▸ **GIVEN RECORDS**
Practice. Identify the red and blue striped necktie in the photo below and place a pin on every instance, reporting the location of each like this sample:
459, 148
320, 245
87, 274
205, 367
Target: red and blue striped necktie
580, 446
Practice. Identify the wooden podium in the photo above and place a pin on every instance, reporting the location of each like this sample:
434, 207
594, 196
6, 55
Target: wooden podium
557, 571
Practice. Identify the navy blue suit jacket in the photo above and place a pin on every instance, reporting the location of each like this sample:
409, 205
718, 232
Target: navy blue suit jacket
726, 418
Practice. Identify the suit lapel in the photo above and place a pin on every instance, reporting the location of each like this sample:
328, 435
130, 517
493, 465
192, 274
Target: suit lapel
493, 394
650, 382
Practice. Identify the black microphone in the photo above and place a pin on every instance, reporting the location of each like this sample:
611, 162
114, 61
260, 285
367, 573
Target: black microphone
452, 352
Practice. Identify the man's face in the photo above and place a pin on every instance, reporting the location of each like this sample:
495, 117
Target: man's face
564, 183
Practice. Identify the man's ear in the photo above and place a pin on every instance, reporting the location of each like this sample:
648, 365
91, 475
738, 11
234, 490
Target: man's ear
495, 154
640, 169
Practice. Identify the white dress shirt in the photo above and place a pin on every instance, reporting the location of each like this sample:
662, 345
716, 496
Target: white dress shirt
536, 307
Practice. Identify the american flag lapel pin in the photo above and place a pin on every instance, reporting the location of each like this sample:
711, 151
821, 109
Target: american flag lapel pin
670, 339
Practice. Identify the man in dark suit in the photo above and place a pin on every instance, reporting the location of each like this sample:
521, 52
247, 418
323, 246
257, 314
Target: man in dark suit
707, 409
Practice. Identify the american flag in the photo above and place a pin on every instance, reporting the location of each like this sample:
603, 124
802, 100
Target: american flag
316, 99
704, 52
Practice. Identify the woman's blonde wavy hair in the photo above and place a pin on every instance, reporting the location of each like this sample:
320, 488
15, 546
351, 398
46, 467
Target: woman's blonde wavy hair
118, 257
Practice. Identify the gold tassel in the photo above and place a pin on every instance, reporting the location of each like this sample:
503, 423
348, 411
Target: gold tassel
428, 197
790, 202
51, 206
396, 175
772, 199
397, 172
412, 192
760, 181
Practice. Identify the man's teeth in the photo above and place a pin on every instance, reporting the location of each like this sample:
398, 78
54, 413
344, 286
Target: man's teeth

▸ **WHAT YOU ARE ASKED TO DO**
Turn every line of the material above into a numbered list, skipping any blank lines.

▸ **ANSWER**
1. Practice. Identify the red and blue striped necktie in the photo below and place a pin on every instance, reporting the location of each like this sample:
2. 459, 148
3. 320, 245
4. 87, 274
5. 205, 367
6. Target: red and blue striped necktie
7. 580, 446
8. Practice. Identify the wooden podium in the photo above and place a pin on every instance, reporting the location of each like this sample:
9. 434, 207
10. 594, 196
11. 6, 55
12. Target: wooden podium
13. 557, 571
14. Practice. Identify the navy blue suit jacket in the photo above and place a pin on every instance, reporting the location of each like this sample:
15. 409, 205
16. 718, 232
17. Target: navy blue suit jacket
18. 726, 418
19. Practice. Identify the suit lapel in the photo above and place a pin on every instance, reporting the location of each like this sample:
20. 328, 435
21. 130, 517
22. 493, 465
23. 192, 274
24. Target: suit lapel
25. 493, 394
26. 650, 382
27. Practice. Identify the black microphone in the photo above and place a pin on every instance, reporting the location of each like this sample:
28. 611, 162
29. 114, 61
30. 260, 285
31. 367, 573
32. Target: black microphone
33. 452, 352
34. Practice. Identify the man's face in the photo above and place a pin on every instance, reporting the location of each like this sample:
35. 495, 117
36. Target: man's face
37. 564, 183
38. Practice. Identify the man's ear in the photo above and place a pin on every instance, reporting the location of each like this sample:
39. 648, 365
40. 91, 475
41. 738, 11
42. 234, 490
43. Target: man's ear
44. 495, 154
45. 640, 169
46. Practice. Identify the white dress shirt in the photo above and place a pin on every instance, reporting the location of each like this sample:
47. 662, 345
48. 716, 496
49. Target: white dress shirt
50. 536, 307
51. Practice. Identify the american flag lapel pin in the photo above and place a pin on every instance, reporting the location of each like this sample:
52. 711, 151
53. 821, 109
54. Target: american flag lapel pin
55. 670, 339
56. Practice. Identify the man in dark suit in the photo above and place a pin on every instance, reporting the location of each like this sample:
57. 521, 52
58. 247, 418
59. 323, 246
60. 257, 314
61. Target: man in dark suit
62. 707, 409
63. Practice. Identify the american flag in the photo above and place a pin on every instance, reporting the location of each like this sample:
64. 603, 124
65. 802, 100
66. Target: american flag
67. 316, 99
68. 704, 52
69. Practice. Identify the woman's blonde wavy hair in the photo above and place a pin on every instance, reporting the location of each like this sample:
70. 320, 488
71. 15, 546
72. 351, 398
73. 46, 467
74. Target: woman's blonde wavy hair
75. 118, 257
76. Practice. Identify the gold tassel in the photo above and place a pin on every instance, reporting the location of each like this sample:
77. 503, 423
78. 348, 411
79. Target: gold tassel
80. 428, 197
81. 790, 202
82. 51, 206
83. 396, 175
84. 772, 199
85. 397, 172
86. 412, 192
87. 760, 181
88. Practice. Identify the man's teeth in the photo above and place a pin on every instance, reporting the location of each like this sample:
89. 398, 78
90. 54, 413
91. 344, 286
92. Target: man's teeth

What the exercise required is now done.